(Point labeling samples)
________________________________________
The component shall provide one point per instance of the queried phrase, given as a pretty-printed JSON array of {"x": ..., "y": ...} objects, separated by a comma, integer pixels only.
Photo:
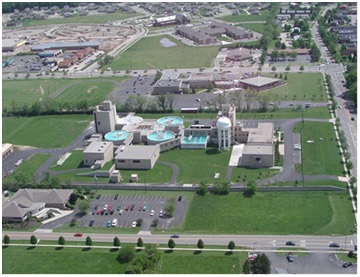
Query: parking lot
[{"x": 127, "y": 209}]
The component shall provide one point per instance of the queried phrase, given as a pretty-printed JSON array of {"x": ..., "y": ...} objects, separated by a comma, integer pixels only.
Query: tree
________________________________________
> **BRIEF**
Rewrite all of the material above, putting "annotator" in place of every "component" and changing nothing else. Leave the pictures out.

> **EXERCISE RESPONSE**
The annotator shall provide one point per instance of the queried phrase, given as a pretty-printed JSON array of {"x": ..., "y": ...} objects, separated by a comma, integer pixels only.
Photo:
Query: parking lot
[{"x": 127, "y": 209}]
The annotator shall provide one point per instance of the queried phrase, given as a pretty-printed JSON array of {"x": ..., "y": ...} objects, separated by a comma, integer pixels only.
Query: tree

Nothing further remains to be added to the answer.